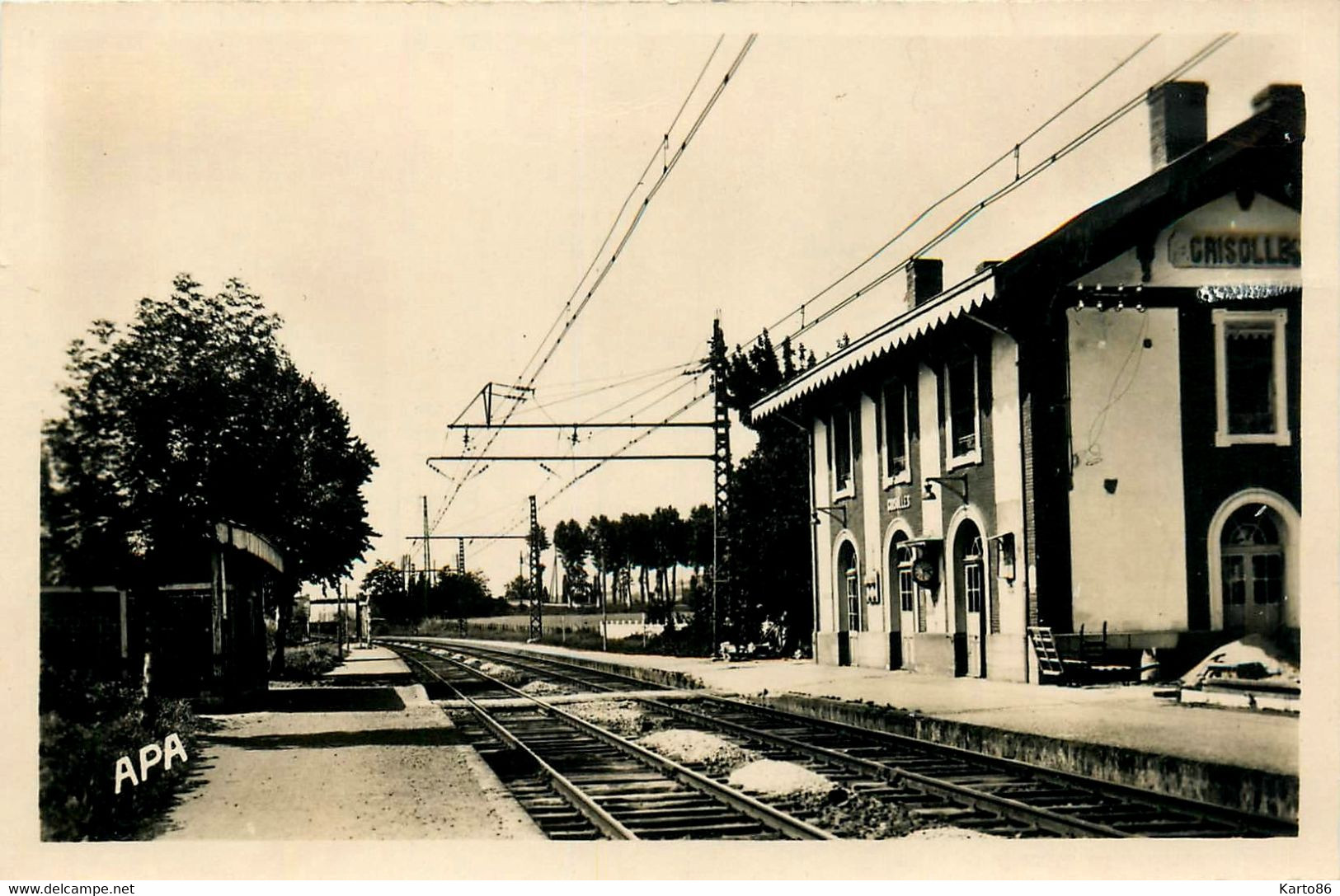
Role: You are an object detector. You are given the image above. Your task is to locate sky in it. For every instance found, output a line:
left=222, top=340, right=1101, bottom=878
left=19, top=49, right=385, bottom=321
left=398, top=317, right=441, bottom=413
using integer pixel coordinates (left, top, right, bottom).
left=0, top=4, right=1331, bottom=591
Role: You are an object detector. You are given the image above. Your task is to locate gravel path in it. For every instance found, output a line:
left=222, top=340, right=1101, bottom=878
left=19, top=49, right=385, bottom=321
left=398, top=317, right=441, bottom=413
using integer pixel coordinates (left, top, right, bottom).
left=161, top=686, right=543, bottom=840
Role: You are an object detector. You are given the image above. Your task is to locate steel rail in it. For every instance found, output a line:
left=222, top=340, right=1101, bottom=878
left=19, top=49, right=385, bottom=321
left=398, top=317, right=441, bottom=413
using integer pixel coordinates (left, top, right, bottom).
left=705, top=695, right=1299, bottom=837
left=391, top=640, right=1104, bottom=838
left=401, top=642, right=639, bottom=840
left=415, top=635, right=1297, bottom=837
left=391, top=642, right=838, bottom=840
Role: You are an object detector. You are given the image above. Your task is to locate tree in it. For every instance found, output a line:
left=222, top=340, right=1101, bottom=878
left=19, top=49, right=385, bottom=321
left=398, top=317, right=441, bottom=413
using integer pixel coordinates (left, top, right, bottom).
left=684, top=504, right=714, bottom=576
left=619, top=513, right=656, bottom=605
left=718, top=325, right=813, bottom=647
left=358, top=560, right=411, bottom=623
left=585, top=513, right=614, bottom=603
left=651, top=508, right=684, bottom=607
left=553, top=519, right=590, bottom=602
left=43, top=274, right=377, bottom=669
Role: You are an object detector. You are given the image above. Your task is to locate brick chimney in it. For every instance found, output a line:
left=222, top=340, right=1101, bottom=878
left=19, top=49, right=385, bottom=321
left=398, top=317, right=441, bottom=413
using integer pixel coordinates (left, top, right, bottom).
left=1145, top=80, right=1210, bottom=170
left=1252, top=84, right=1304, bottom=141
left=907, top=259, right=945, bottom=311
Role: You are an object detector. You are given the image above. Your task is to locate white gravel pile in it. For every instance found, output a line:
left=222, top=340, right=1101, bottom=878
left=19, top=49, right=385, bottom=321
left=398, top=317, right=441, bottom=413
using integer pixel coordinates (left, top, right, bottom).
left=731, top=759, right=836, bottom=795
left=639, top=729, right=752, bottom=766
left=564, top=701, right=654, bottom=737
left=517, top=679, right=571, bottom=697
left=905, top=828, right=1003, bottom=840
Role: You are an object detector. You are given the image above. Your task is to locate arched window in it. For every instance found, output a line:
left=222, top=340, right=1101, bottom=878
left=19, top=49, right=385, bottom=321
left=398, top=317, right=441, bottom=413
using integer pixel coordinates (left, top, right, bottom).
left=894, top=533, right=917, bottom=613
left=963, top=536, right=986, bottom=613
left=838, top=541, right=863, bottom=632
left=1220, top=504, right=1284, bottom=632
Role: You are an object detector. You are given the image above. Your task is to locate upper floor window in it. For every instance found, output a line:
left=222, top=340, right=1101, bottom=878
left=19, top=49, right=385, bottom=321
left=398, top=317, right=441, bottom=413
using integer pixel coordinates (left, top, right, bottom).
left=1213, top=308, right=1289, bottom=446
left=883, top=383, right=911, bottom=485
left=945, top=354, right=982, bottom=466
left=828, top=407, right=855, bottom=497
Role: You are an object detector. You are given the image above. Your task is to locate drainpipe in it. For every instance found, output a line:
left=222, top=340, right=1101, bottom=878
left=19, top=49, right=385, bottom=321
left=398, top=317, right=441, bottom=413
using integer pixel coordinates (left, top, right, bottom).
left=778, top=411, right=819, bottom=663
left=963, top=313, right=1033, bottom=684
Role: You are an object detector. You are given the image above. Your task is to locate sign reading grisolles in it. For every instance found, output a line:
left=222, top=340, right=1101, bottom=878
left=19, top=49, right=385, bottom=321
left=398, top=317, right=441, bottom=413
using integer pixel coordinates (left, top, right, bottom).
left=1168, top=230, right=1303, bottom=268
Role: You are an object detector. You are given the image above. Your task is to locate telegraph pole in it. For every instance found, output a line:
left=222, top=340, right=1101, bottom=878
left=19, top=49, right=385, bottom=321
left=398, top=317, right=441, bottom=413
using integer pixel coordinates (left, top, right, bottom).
left=424, top=495, right=433, bottom=615
left=529, top=495, right=544, bottom=643
left=710, top=317, right=733, bottom=652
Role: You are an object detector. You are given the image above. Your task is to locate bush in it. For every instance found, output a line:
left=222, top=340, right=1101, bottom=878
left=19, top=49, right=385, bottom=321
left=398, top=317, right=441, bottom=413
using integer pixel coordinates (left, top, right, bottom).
left=271, top=645, right=341, bottom=682
left=38, top=673, right=200, bottom=840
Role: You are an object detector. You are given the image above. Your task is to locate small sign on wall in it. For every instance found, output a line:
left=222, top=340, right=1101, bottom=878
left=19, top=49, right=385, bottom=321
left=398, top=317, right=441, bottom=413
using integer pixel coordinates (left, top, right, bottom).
left=992, top=532, right=1014, bottom=581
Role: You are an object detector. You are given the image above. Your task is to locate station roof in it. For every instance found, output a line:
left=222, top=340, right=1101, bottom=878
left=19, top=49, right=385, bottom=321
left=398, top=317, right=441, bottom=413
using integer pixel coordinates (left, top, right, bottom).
left=750, top=84, right=1304, bottom=418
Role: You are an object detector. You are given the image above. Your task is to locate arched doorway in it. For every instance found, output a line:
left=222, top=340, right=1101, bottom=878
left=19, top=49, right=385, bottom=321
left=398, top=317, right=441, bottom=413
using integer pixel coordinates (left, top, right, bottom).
left=952, top=518, right=986, bottom=678
left=1220, top=504, right=1285, bottom=632
left=886, top=529, right=917, bottom=668
left=838, top=541, right=863, bottom=666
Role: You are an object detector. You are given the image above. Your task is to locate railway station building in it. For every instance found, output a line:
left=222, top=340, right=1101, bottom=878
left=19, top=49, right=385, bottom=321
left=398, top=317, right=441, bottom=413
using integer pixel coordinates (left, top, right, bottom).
left=752, top=82, right=1304, bottom=680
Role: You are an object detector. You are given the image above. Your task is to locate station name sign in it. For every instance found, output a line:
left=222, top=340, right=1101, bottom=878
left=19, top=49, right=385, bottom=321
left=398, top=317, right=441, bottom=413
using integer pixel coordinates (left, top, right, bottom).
left=1168, top=230, right=1303, bottom=268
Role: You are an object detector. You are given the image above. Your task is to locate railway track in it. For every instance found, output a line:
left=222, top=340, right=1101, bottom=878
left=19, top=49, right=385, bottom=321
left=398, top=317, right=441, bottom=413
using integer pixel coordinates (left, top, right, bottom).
left=394, top=645, right=831, bottom=840
left=386, top=643, right=1297, bottom=837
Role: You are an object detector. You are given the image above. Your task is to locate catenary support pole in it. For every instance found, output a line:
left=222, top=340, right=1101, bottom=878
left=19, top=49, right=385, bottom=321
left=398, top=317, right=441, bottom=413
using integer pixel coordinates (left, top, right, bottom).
▬▬▬▬▬▬▬▬▬▬
Retype all entries exactly as they appear, dropping the images.

Role: You are an object detector. You are given the image above. Your task is to locate sky in it. For every instance found, output a line:
left=222, top=340, right=1101, bottom=878
left=19, top=49, right=385, bottom=321
left=398, top=317, right=441, bottom=413
using integer pixel coordinates (left, top, right, bottom).
left=0, top=4, right=1331, bottom=591
Role: You are an object detector. You are given the image above. Your task is to locate gravel path in it. For every instance found, output a line:
left=222, top=340, right=1101, bottom=878
left=19, top=49, right=385, bottom=321
left=398, top=317, right=441, bottom=413
using integer pixel coordinates (left, top, right, bottom).
left=161, top=686, right=543, bottom=840
Role: You are an object detector. You are given the image above. Your task is to locate steel rail in it. For every instance found, output a line:
left=222, top=340, right=1101, bottom=878
left=19, top=49, right=385, bottom=321
left=398, top=317, right=441, bottom=413
using integer pixel coordinates (left, top, right, bottom).
left=705, top=695, right=1299, bottom=837
left=391, top=640, right=1104, bottom=838
left=401, top=642, right=639, bottom=840
left=415, top=635, right=1297, bottom=837
left=391, top=642, right=838, bottom=840
Role: You are an object detector. You are given the image above. Your task is to locate tree in it. For every instance found, output a line:
left=222, top=340, right=1101, bottom=878
left=19, top=49, right=385, bottom=321
left=398, top=317, right=441, bottom=413
using integer pixel coordinates (left, top, right, bottom).
left=684, top=504, right=714, bottom=576
left=619, top=513, right=656, bottom=605
left=718, top=325, right=813, bottom=647
left=358, top=560, right=411, bottom=623
left=585, top=513, right=614, bottom=603
left=651, top=508, right=684, bottom=607
left=553, top=519, right=590, bottom=602
left=43, top=274, right=377, bottom=669
Role: You are an object detector. You are given the image above. Your task is to locate brick chimney in it. For every instance found, output a line:
left=222, top=340, right=1101, bottom=878
left=19, top=49, right=385, bottom=321
left=398, top=317, right=441, bottom=413
using integer pixel coordinates (left, top, right, bottom).
left=1145, top=80, right=1210, bottom=170
left=1252, top=84, right=1304, bottom=141
left=907, top=259, right=945, bottom=311
Role: You are an object detector. You are given the image above. Your task is to locate white gravel pile in it. For every instance found, output a line:
left=222, top=340, right=1101, bottom=878
left=19, top=49, right=385, bottom=321
left=398, top=317, right=441, bottom=413
using integer pixel coordinates (left, top, right, bottom).
left=731, top=759, right=836, bottom=795
left=639, top=729, right=752, bottom=766
left=564, top=701, right=654, bottom=737
left=517, top=679, right=571, bottom=697
left=905, top=828, right=1003, bottom=840
Role: You are an object detector. You are given the image above. Your task is to locate arched window in it. For every instance found, output a line:
left=222, top=340, right=1101, bottom=878
left=19, top=49, right=385, bottom=321
left=398, top=317, right=441, bottom=413
using integer pixel coordinates (left, top, right, bottom).
left=894, top=533, right=917, bottom=613
left=963, top=536, right=986, bottom=613
left=838, top=541, right=863, bottom=632
left=1220, top=504, right=1284, bottom=632
Role: You are an object detector. You are given the image above. Your task is to locate upper floor window in it. For every instance found, output a line:
left=222, top=340, right=1101, bottom=878
left=19, top=49, right=385, bottom=321
left=398, top=317, right=441, bottom=413
using integer pixel coordinates (left, top, right, bottom).
left=1213, top=308, right=1289, bottom=446
left=883, top=383, right=911, bottom=485
left=945, top=354, right=982, bottom=466
left=828, top=407, right=855, bottom=497
Role: You are an object detector. You are given the image above. Your task is to locate drainpipe in it. For every instance found, output a line:
left=222, top=340, right=1101, bottom=878
left=19, top=49, right=385, bottom=321
left=398, top=317, right=441, bottom=413
using integer pixel coordinates (left, top, right, bottom).
left=778, top=411, right=819, bottom=663
left=963, top=313, right=1033, bottom=684
Role: You are an object detector. You are given the image above. Your task is to locate sign reading grisolles in it. For every instance found, output a line:
left=222, top=340, right=1101, bottom=878
left=19, top=49, right=385, bottom=321
left=398, top=317, right=441, bottom=413
using integer pixel coordinates (left, top, right, bottom).
left=1168, top=230, right=1303, bottom=268
Role: You are an object detector. You are given the image above. Your task is to locate telegraph pole in it. For every instance found, output a line:
left=222, top=340, right=1101, bottom=878
left=19, top=49, right=385, bottom=321
left=398, top=317, right=441, bottom=413
using integer pixel coordinates (left, top, right, bottom).
left=424, top=495, right=433, bottom=615
left=529, top=495, right=544, bottom=643
left=710, top=317, right=733, bottom=652
Role: You are an object detector. You are given the image above. Your task is to locate bush in it. For every instance found, output a line:
left=222, top=340, right=1101, bottom=878
left=19, top=49, right=385, bottom=321
left=398, top=317, right=441, bottom=413
using integer pixel coordinates (left, top, right, bottom).
left=271, top=645, right=341, bottom=682
left=38, top=673, right=200, bottom=840
Role: You are an object detector. You are given the image above. Your task is to locate small sign on wall in it. For every instance found, output a line:
left=222, top=340, right=1101, bottom=878
left=19, top=49, right=385, bottom=321
left=398, top=317, right=441, bottom=413
using integer pixel coordinates (left, top, right, bottom).
left=992, top=532, right=1014, bottom=581
Role: You are an object detector. You are given the image above. Your task is to locate station roof in it. For every instance found, output a line:
left=222, top=340, right=1101, bottom=878
left=19, top=49, right=385, bottom=321
left=398, top=317, right=441, bottom=413
using integer pixel coordinates (left, top, right, bottom).
left=750, top=84, right=1304, bottom=418
Role: You are an object detector. You are given the image above. Your task is to locate arched doorway in it. For every instance found, output a line:
left=222, top=340, right=1101, bottom=878
left=19, top=49, right=385, bottom=321
left=398, top=317, right=441, bottom=413
using integer pixel coordinates (left, top, right, bottom).
left=952, top=518, right=986, bottom=678
left=1220, top=504, right=1285, bottom=632
left=886, top=529, right=917, bottom=668
left=838, top=541, right=863, bottom=666
Role: You are an object detector. You are given the image above. Your task is to locate railway station building in it. For every instance found, output a line:
left=222, top=340, right=1101, bottom=878
left=19, top=49, right=385, bottom=321
left=398, top=317, right=441, bottom=413
using integer pixel coordinates (left, top, right, bottom).
left=752, top=82, right=1304, bottom=680
Role: You are an object detector. You are given the image above. Your task is to locate station name sign in it. For every instance found, output a line:
left=222, top=340, right=1101, bottom=878
left=19, top=49, right=385, bottom=321
left=398, top=317, right=441, bottom=413
using integer pixel coordinates (left, top, right, bottom).
left=1168, top=230, right=1303, bottom=268
Role: You are an object detector. You are given the image above. Your task is to locate railway track in it. For every instance found, output a line:
left=222, top=340, right=1101, bottom=878
left=19, top=49, right=385, bottom=321
left=398, top=317, right=441, bottom=413
using integer pixel coordinates (left, top, right, bottom).
left=394, top=645, right=831, bottom=840
left=386, top=643, right=1297, bottom=837
Role: You are an object detector. You are given the image above. Your task is to locate catenary support pole in it. For every instance found, output a line:
left=222, top=340, right=1101, bottom=878
left=19, top=49, right=385, bottom=321
left=398, top=317, right=441, bottom=413
using integer pixel coordinates (left, top, right, bottom).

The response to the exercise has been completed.